## PASSAGE SHOWN
When he came to Spencer county I am unable to determine.  His son Jesse W. Kincheloe in a biographical sketch of himself found on page 468 of a history of Warrick, Spencer and Perry counties, states that his father, Allen L. Kincheloe came to Spencer county about 1835.  This must be a mistake because in November 1835 we find Mr. Kincheloe teaching in the Seminary which was head and shoulders above every school in the county.  Besides there are other records where he taught school in the upper part of the county as early as 1827.  Mr. Kincheloe himself told me that he taught his first school in Spencer county at or near Santa Claus and that he taught near Gentryville and at other places in the northern part of the county before he came to Rockport.

 

Mr. Kincheloe was about 5 feet 10 inches in height, slender built, looked taller than he really was, had black hair and eyes and a dark complexion.  The manhood that we so much admired was in his head and heart and not in his muscles or his stomach.  His moral life was absolutely pure and clean.  He was a devout Christian and a consistant and faithful member of the Methodist church.  His language was pure and simple.  He was a master of English and avoided all obscure or strictly technical terms.  The common people were always able to understand him and the learned marveled at the simplicity and perfection of the language in which he expressed his thoughts.

 

The teachers who followed Mr. Kincheloe in the Seminary were some of them prominent men.  They were James C. Veatch, John H. Smith, Mr. Bedwell, J. B. Harris, Dr. C. W. Gabbert, T. B. Adams, W. C. Smith, Wm. Sherman and Ralph Smith.  There were two women who taught in the Seminary, Isabella Lamb and a Mrs. Morgan.  Ralph Smith was the last teacher the building sold in 1855.

 

The Seminary did not entirely take the place of the public schools for schools were taught in many buildings in various parts of the town by Allen Kincheloe, J. B. Harris, W. L. Partridge, Jonas Sanders, Thomas D. Boyer, John Bean, Fannie Markle, Lottie Ferguson, Sallie Wilmot, Fannie Bullock and Mrs. John Atkinson.  This brings us down to 1860 and here I am going to stop.

 

The principal places where schools were taught from 1850 to 1860 were the basement of the Methodist church which stood facing 5th St. between Elm and Elbow streets immediately north of the Alley.  The auditorium was on the second floor and was entered from a platform or porch which was erected in front o the church and reached by a flight of outside stairs.  The basement was under the entire building and divided into three rooms.  Another building was a two room frame building facing 5th St., between Elbow and Washington street.  These buildings were about a block apart but on opposite sides of the street.  The house in the third district was on 6th street between Walnut and Seminary streets.  This was a two story frame building originally built for a carpenter shop.

 

The school taught under the church was always taught by Kincheloe as principal.  The school under the hill as generally taught by Boyer or Partridge, but Jack Bean, Sallie Wilmot, Fannie Bullock and Sanders also taught there.  In the old carpenter shop, Harris, Sanders and Atkinson generally taught.

## Records from a data collection
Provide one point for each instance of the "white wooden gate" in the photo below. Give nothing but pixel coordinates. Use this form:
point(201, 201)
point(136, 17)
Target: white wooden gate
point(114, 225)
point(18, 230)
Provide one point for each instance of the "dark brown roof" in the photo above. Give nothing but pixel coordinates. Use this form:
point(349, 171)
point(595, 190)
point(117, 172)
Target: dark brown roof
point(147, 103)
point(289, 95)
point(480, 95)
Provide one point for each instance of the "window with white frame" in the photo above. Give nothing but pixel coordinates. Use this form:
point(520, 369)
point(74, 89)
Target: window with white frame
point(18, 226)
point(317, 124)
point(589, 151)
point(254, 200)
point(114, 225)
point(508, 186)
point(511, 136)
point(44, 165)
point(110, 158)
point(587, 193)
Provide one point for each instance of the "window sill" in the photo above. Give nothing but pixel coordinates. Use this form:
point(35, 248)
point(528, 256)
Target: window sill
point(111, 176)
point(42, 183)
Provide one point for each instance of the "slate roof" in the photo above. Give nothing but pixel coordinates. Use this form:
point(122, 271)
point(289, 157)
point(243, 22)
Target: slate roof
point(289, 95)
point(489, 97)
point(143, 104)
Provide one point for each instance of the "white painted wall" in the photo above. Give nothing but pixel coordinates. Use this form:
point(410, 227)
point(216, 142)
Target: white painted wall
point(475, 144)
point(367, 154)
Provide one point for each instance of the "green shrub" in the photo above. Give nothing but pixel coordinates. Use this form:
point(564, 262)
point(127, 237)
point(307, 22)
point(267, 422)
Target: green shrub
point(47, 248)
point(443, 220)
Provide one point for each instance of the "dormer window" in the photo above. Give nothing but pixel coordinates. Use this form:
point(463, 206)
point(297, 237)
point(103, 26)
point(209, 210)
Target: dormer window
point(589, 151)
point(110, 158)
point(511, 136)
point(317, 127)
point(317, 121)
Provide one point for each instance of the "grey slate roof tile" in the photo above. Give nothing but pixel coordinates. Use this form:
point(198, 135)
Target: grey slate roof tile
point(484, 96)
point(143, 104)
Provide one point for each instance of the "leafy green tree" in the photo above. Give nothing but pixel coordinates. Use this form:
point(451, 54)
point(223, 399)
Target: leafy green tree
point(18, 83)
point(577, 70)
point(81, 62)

## SET EXERCISE 1
Print the data collection entries word for word, starting at their first line and ending with the line that contains "point(18, 230)".
## SET EXERCISE 2
Write what comes next in the account of Allen Kincheloe and the early schools of Rockport, picking up after its last sentence.

## RESULT 1
Provide one point for each instance of the "white wooden gate" in the photo below. Give nothing but pixel coordinates. Use this form:
point(201, 201)
point(136, 17)
Target: white wooden gate
point(114, 225)
point(18, 230)

## RESULT 2
 

Now before closing this article on Ohio township schools, I want to mention Mr. and Mrs. John Atkinson for two reasons.  Mrs. Atkinson was my first teacher in 1857 and because when I was teaching in Spencer county, all her sons were successful teachers at the same time.  Mrs. Atkinson was my staunch friend until her death and her boys, those that are living, are still my friends.

 

John Atkinson was born in Ireland in 1812.  He graduated in law and literature from one of the best colleges in Dublin.  He came to America in 1837 and to Spencer county in 1849.  In 1838 he married in Albany, N. Y., Maria Antoinette De Hule (This don’t sound much like an Irish name.)  Atkinson was a large man physically, as well as intellectually and among his accomplishments he was a fine violinist and a fair singer.  For a number of years he played the violin in the Presbyterian church and led the choir in the singing.  In that day instrumental music was not popular in the churches and many religious people abhorred a violin.  Many of our Methodist and Baptist friends thought that Atkinson carried the Devil to church with him every Sunday morning.  Many years after this I was talking with Royal S. Hicks about music in the church, and the conversation drifted to the Presbyterian church in Rockport.  Hicks said he did not know whether the Devil was in Atkinson’s fiddle or not, but that he was a devil of a good fiddler and he liked devilish well to hear him play.

 

Mrs. Atkinson was smaller than the average woman, trim, neat and a good dresser.  Her hair was curly and she always wore long curls.  I never saw her face when it did not bear a smile.  She was kind, gentle, affectionate, persuasive.  Living in a day when the discipline in the school room was fierce, if not terrible, she believed in and practiced kindness and moral suasion and her smile seemed to produce as good order as Sander’s cane or Boyer’s switch.  She had a room fitted up in her own home and always taught there.  When I attended her school she lived on what is now the public square.  The house faced Walnut street about midway between Second and Third streets.  Our play ground was under a large weeping willow tree that stood by the street side in front of the house.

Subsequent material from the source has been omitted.